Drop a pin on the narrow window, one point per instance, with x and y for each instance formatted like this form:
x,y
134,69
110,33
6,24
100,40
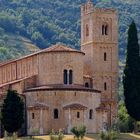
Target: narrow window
x,y
90,114
106,30
70,77
103,29
86,84
78,114
33,115
105,86
105,56
87,30
65,77
55,113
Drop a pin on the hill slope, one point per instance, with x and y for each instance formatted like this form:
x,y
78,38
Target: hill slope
x,y
47,22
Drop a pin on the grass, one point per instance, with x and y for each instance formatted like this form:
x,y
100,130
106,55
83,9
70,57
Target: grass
x,y
122,136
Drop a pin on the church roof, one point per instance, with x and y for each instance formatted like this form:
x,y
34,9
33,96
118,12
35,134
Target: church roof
x,y
53,48
37,106
59,47
75,107
62,87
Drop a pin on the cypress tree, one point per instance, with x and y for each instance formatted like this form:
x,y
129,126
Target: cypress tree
x,y
12,112
131,79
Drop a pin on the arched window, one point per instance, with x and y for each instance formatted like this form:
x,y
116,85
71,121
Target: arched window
x,y
33,115
86,84
105,86
55,113
106,30
78,114
90,114
87,30
70,77
103,29
105,56
65,77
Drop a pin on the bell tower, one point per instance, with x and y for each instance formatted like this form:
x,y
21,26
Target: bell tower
x,y
99,42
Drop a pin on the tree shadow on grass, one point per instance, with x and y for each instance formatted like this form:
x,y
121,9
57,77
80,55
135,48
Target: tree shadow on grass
x,y
29,138
129,136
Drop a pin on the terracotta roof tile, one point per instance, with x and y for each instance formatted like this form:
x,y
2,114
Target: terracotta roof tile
x,y
75,107
37,106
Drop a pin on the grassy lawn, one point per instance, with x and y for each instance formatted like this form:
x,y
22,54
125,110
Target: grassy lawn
x,y
122,136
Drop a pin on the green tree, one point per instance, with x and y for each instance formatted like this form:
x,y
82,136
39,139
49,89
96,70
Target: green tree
x,y
131,79
12,112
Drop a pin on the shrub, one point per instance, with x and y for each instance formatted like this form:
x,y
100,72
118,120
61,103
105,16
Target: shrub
x,y
79,132
55,136
109,135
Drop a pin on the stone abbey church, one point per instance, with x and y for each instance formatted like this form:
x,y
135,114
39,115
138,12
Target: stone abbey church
x,y
65,87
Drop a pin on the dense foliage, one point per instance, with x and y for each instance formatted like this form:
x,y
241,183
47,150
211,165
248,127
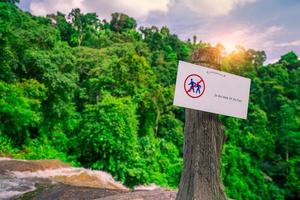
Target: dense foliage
x,y
99,94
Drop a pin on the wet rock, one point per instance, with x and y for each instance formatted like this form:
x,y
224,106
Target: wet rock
x,y
55,180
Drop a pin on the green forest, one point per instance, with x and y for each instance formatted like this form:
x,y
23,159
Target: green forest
x,y
99,94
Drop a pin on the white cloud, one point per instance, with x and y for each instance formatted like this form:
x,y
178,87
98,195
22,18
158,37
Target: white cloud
x,y
135,8
44,7
289,44
247,36
214,7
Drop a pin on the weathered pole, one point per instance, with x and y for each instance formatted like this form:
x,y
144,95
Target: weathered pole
x,y
203,142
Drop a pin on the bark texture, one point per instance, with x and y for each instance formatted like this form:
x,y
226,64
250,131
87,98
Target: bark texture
x,y
203,142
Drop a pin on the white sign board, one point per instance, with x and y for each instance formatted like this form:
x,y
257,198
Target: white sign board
x,y
210,90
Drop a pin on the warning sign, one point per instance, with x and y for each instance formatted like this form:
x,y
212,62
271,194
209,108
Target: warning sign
x,y
210,90
194,86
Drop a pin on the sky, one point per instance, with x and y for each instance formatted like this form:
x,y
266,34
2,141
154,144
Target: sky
x,y
269,25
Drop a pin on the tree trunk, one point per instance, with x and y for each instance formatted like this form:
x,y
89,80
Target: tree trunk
x,y
203,142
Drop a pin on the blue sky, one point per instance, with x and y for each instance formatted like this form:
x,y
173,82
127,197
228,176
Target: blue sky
x,y
269,25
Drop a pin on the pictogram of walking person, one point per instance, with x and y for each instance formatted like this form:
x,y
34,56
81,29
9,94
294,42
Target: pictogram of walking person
x,y
198,88
192,85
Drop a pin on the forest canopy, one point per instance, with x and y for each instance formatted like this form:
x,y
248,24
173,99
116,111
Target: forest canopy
x,y
98,94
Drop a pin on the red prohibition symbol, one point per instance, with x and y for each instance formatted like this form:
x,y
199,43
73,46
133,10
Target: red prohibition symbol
x,y
194,86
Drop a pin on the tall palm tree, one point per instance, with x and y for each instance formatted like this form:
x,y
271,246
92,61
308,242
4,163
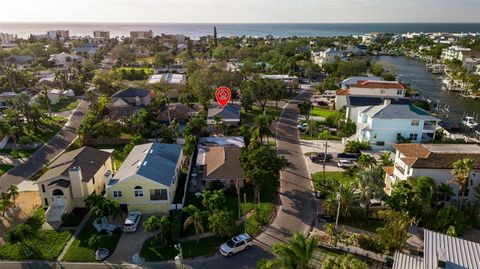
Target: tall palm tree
x,y
297,253
195,219
385,159
461,172
368,186
444,192
261,128
13,192
366,161
5,202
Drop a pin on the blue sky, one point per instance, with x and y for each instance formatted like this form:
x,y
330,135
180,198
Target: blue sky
x,y
238,11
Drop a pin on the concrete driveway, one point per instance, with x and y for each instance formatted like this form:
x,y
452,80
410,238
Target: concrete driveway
x,y
130,244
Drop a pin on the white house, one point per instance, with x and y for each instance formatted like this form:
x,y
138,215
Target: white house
x,y
329,55
369,88
64,60
435,161
382,125
453,52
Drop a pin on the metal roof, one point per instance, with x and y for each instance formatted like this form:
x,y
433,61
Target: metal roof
x,y
456,252
404,261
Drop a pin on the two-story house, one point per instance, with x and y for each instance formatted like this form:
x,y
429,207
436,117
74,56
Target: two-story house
x,y
368,88
383,125
127,102
71,178
147,180
433,160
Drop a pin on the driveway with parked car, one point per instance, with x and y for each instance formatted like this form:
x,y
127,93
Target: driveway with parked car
x,y
130,243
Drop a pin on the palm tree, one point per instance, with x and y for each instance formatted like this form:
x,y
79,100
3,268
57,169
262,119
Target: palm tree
x,y
385,159
195,219
366,161
13,192
297,253
461,173
368,186
444,192
5,202
261,128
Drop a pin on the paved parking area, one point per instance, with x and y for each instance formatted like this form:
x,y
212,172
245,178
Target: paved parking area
x,y
130,244
333,147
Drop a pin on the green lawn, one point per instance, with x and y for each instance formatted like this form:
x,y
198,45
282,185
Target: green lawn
x,y
205,246
369,224
316,111
65,104
44,245
4,168
248,117
341,177
80,251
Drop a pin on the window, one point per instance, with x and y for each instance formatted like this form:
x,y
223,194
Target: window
x,y
138,191
158,194
117,194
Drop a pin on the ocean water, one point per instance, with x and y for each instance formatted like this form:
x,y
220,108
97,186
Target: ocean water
x,y
195,30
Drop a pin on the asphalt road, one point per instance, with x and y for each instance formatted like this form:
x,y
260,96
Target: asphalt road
x,y
296,211
47,152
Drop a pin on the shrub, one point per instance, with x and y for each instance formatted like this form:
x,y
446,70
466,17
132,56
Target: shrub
x,y
369,243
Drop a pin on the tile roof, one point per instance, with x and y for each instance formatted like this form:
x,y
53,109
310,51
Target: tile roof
x,y
223,163
155,161
437,156
89,159
374,84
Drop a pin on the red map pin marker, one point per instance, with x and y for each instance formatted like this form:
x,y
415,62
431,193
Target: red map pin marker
x,y
223,95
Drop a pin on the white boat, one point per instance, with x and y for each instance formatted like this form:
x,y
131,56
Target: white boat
x,y
469,122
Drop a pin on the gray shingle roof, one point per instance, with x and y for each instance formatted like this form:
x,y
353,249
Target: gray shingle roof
x,y
89,159
155,161
131,92
230,112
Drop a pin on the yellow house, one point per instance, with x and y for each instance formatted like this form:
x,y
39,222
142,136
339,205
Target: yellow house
x,y
148,178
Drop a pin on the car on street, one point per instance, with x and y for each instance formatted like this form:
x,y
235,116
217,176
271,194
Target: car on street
x,y
346,163
236,244
132,221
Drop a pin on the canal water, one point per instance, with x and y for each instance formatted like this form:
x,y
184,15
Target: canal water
x,y
415,72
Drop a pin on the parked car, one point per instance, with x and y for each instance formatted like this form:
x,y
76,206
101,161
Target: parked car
x,y
236,244
348,156
346,163
320,157
132,221
101,254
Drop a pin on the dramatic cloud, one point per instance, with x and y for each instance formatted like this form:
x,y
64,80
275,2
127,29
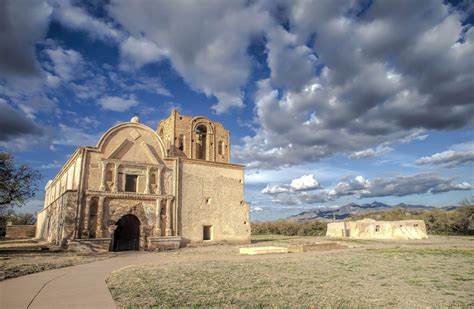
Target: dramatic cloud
x,y
376,83
370,152
118,104
136,53
397,186
77,18
448,158
273,190
73,136
305,183
14,123
67,64
360,187
22,25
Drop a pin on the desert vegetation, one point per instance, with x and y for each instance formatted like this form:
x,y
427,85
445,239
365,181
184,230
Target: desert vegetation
x,y
437,272
457,221
439,221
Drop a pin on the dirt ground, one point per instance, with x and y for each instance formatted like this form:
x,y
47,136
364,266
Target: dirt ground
x,y
434,272
23,257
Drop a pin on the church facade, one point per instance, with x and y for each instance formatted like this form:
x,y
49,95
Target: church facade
x,y
145,189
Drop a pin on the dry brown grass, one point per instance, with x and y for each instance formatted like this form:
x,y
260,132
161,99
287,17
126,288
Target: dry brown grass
x,y
397,274
23,257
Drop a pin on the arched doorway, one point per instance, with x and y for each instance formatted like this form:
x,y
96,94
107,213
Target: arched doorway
x,y
127,234
201,134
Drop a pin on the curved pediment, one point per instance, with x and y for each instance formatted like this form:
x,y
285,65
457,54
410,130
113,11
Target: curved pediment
x,y
132,142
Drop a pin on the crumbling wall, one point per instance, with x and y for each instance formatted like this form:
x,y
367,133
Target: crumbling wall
x,y
212,195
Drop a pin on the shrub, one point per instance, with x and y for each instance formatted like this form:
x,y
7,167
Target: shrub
x,y
290,228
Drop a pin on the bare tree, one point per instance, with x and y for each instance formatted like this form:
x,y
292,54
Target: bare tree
x,y
18,184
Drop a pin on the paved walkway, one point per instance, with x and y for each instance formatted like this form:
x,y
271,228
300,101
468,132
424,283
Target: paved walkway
x,y
81,286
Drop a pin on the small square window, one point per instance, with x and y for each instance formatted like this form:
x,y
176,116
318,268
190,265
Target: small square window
x,y
131,183
207,232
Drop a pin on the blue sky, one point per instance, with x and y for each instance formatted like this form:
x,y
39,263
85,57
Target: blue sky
x,y
327,102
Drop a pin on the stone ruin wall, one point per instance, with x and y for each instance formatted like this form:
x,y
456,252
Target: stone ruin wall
x,y
371,229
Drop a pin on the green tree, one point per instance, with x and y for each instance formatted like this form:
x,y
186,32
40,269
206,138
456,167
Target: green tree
x,y
18,183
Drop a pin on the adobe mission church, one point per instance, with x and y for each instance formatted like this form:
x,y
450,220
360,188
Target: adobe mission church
x,y
141,189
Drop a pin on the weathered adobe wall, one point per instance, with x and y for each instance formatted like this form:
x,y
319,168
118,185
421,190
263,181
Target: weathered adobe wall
x,y
177,124
66,180
133,152
213,195
368,229
56,223
20,231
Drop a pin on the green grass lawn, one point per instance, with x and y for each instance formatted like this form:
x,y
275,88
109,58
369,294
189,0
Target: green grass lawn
x,y
403,277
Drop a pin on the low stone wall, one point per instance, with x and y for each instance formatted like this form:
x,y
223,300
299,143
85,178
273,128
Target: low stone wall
x,y
89,245
20,231
164,243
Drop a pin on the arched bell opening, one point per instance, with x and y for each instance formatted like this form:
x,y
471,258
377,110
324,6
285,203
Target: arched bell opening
x,y
201,143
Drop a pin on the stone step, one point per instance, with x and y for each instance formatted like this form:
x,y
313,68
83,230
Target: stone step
x,y
263,250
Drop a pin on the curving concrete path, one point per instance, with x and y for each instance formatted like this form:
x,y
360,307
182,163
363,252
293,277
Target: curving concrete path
x,y
81,286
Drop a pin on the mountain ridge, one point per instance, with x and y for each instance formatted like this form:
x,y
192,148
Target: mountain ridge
x,y
347,210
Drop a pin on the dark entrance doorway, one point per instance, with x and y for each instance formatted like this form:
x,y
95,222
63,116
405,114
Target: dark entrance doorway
x,y
127,234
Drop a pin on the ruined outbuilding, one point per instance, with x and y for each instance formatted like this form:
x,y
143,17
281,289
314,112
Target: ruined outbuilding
x,y
146,189
371,229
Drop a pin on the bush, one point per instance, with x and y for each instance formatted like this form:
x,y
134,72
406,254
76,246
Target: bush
x,y
290,228
457,221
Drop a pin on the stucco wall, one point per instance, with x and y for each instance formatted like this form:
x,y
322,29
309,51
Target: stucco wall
x,y
371,229
20,231
56,223
213,195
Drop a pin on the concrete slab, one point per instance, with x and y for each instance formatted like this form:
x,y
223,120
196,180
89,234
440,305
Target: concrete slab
x,y
262,250
320,246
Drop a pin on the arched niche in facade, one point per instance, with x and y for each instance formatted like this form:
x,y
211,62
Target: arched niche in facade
x,y
203,136
132,142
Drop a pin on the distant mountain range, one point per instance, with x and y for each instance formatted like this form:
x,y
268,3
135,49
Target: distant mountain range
x,y
342,212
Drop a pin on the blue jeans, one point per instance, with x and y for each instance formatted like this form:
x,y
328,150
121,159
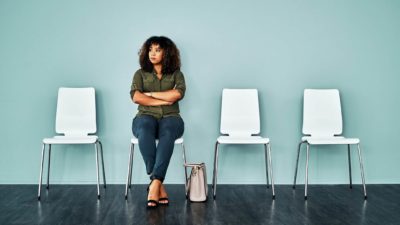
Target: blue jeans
x,y
156,157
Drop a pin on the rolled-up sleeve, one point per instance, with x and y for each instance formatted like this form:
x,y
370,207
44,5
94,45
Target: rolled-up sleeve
x,y
180,83
137,83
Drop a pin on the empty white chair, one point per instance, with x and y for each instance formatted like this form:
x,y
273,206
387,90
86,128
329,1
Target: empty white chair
x,y
240,124
75,119
135,141
322,123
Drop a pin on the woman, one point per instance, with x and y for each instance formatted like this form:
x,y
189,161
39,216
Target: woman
x,y
157,87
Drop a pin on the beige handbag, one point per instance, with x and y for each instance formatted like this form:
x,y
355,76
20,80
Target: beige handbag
x,y
196,185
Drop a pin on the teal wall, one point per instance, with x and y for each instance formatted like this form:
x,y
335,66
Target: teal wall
x,y
278,47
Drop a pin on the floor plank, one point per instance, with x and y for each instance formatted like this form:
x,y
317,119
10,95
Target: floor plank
x,y
235,204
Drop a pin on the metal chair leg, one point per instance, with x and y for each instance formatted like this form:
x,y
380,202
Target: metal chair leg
x,y
271,174
129,175
184,167
48,168
215,170
306,181
297,164
348,154
102,163
362,170
130,171
41,170
97,170
266,164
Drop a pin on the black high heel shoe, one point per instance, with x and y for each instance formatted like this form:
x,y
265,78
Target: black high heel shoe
x,y
155,202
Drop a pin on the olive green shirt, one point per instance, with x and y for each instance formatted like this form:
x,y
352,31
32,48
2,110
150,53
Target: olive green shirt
x,y
148,82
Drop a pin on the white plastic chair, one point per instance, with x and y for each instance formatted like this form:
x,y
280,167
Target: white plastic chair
x,y
240,121
135,141
322,123
76,119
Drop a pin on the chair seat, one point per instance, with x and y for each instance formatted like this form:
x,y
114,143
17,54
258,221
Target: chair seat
x,y
71,140
242,140
135,141
330,140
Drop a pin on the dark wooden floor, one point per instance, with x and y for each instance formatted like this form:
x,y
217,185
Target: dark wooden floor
x,y
235,204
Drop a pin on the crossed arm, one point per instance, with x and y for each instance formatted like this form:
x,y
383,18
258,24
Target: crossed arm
x,y
156,98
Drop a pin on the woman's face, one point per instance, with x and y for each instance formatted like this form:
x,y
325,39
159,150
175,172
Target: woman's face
x,y
156,54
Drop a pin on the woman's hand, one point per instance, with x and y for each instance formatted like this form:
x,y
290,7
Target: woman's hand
x,y
147,99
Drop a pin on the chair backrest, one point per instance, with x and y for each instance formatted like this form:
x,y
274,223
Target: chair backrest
x,y
76,111
240,114
322,113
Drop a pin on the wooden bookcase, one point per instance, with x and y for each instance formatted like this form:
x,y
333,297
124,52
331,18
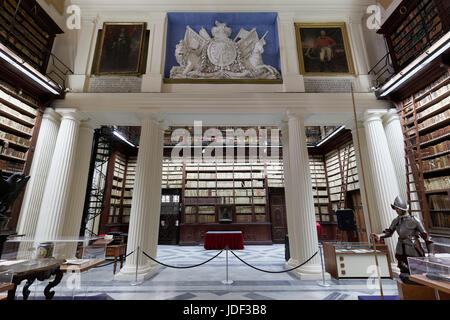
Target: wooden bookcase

PROBLEM DETAILS: Lines with "bookcase": find them in the data and copy each one.

WRITTEN ANSWER:
Drop a pin on the wooden bookcase, one point per instance, with x and y for each instance formatted like this form:
Target: wooden bookcase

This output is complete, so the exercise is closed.